ARBEITSAUFTRAG 1: Wie viel Euro wurden laut dem Text über Gehäuselüfter für den Cryorig R1 Universal gezahlt?
ARBEITSAUFTRAG 2: Setze den Text über die Anordnung von Gehäuselüftern nach seinem letzten Satz fort.

TEXTAUSZUG:

Alles in allem, bin ich zufrieden mit der eingekehrten Stille, selbst @ max Speed sehr angenehm, bissl deutlicher höre ich dort den Bodenlüfter und den Frontlüfter (PLPS) und beim B12-2 muss ich ca 150 RPM runter gehen (auf 1000), sonst neigt der zum jaulen, da der Gute nicht dazu konzipiert wurde Luft anzusaugen. Also falls jemand leise Lüfter sucht, so sind die von mir verbauten sehr zu empfehlen, nicht grad die günstigsten, aber Qualität hat halt ihren Preis.
Ich habe jedoch sämtliche Lüfter und den CPU Kühler hier bei uns im Marktplatz gekauft (verhältnismäßig günstig).

Gezahlt habe ich 40€ für den Cryorig R1 Universal, 55€ für die sechs 140mm Silent Wings 2 und 20€ für die beiden NB Lüfter, alles inklusive Versand, denke sollte preislich passen und die Teile sind halt alle relativ neu.
CPU Kühler war ein Reviewsample, die NB Lüfter ungeöffnet und neu und die Silentwings wohl sehr kurz im Einsatz gewesen.
Dat wärs dann von meiner Seite aus bzw mit dem Feedback, kann ggf ergänzen, wie sich das Ganze @ max Belastung schlägt.
Aso, mein DVD Laufwerk habe ich übrigens ausgebaut und SSD Käfig auch und SSD + HDD auch verbannt. Die beiden sitzen nun hinterm Mainboard bzw in dem "Kabelmanagement" Bereich.
Wenns so weiter geht habe ich bald nix mehr im Gehäuse  Pausenbrot, ab hinters Gehäuse, Freundin nervt, ab hinters Gehäuse etc 


Liebe Grüße
Duvar


----------



## fushigi01 (6. Januar 2015)

*AW: Mehrere Gehäuselüfter optimal anordnen für beste Temperaturen*

Der perfekte Airflow - Testergebnisse

Hab hier nen Link gefunden zu nem sehr ausführlichen Test, vielleicht kannst da was für dich rauslesen.


----------



## Duvar (6. Januar 2015)

*AW: Mehrere Gehäuselüfter optimal anordnen für beste Temperaturen*

Jo Danke, habe ich schon gelesen gehabt.
Das Problem ist, dass man das nicht 1 zu 1 ummünzen kann, es kommt drauf an welche Lüfter benutzt wurden, welche RPM, welche Hardware, wie hoch übertaktet, wie gutes Kabelmanagement, welches Gehäuse usw usf.
Eine Tendenz kann man aber wohl ableiten.


----------



## CapitanJack (6. Januar 2015)

DIE DATEN:
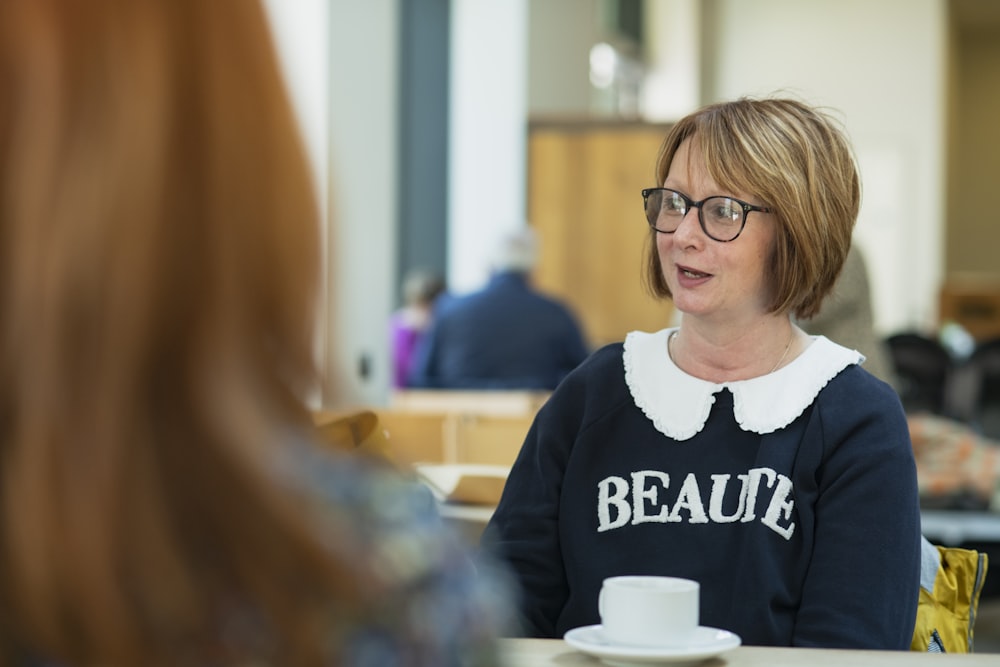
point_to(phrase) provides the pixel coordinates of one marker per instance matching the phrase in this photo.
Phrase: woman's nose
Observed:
(689, 227)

ANTWORT 1: 40 €, inklusive Versand.

ANTWORT 2:
*AW: Mehrere Gehäuselüfter optimal anordnen für beste Temperaturen*

Servus

Schaut gut aus. Bis auf die Front Lüfter, ist es wie bei mir. Bei meinem Zalman sind vorne die HDD Platten, deshalb kann ich da keine Lüfter reinbauen.

Und die Freundin muss jetzt frieren, mit Löchern in der Strumpfhose  



Grüßle


----------



## miTu (6. Januar 2015)

*AW: Mehrere Gehäuselüfter optimal anordnen für beste Temperaturen*

Habe das Fractal Design Define R5 in Aussicht und im Seitenteil ist ja auch eine Vorrichtung für einen Seitenlüfter. Das reizt ein immer, denn es kann ja eigentlich nicht so verkehrt sein, wenn kühle Luft auf die Grafikkarte treffen.
Also nur Marketing-Zeugs mit dem Seitenlüfter!?


----------



## Roundy (6. Januar 2015)

*AW: Mehrere Gehäuselüfter optimal anordnen für beste Temperaturen*

Wenn deine vrms zu heiß werden ist der lufter Platz dein freund 
Gruß


----------



## miTu (6. Januar 2015)

*AW: Mehrere Gehäuselüfter optimal anordnen für beste Temperaturen*

Es wäre jetzt aber nicht so schlimm, wenn man eine Seitenlüfterbefestigung hat und diese aber nicht nutzt. Könnte man zukleben oder Gitter vor.
Man hätte dann später mal die Möglichkeit es zu nutzen


----------



## Roundy (6. Januar 2015)

*AW: Mehrere Gehäuselüfter optimal anordnen für beste Temperaturen*

Ich hab ja nur gesagt wenn...
Mein case hat den platz gar nicht und meine Hardware überlebt trotzdem ziemlich cool 
Gruß


----------



## hema8193 (6. Januar 2015)

*AW: Mehrere Gehäuselüfter optimal anordnen für beste Temperaturen*



FapsterOne schrieb:


> Guten Morgen und frohes Neues.
> 
> Es seiden du hast ein extrawagantes Gäuse wie ich es habe.
> 
> ...



Lool wieder lachen müssen... Ich glaube das Forum verliert immer mehr an Qualität...


----------



## DARPA (6. Januar 2015)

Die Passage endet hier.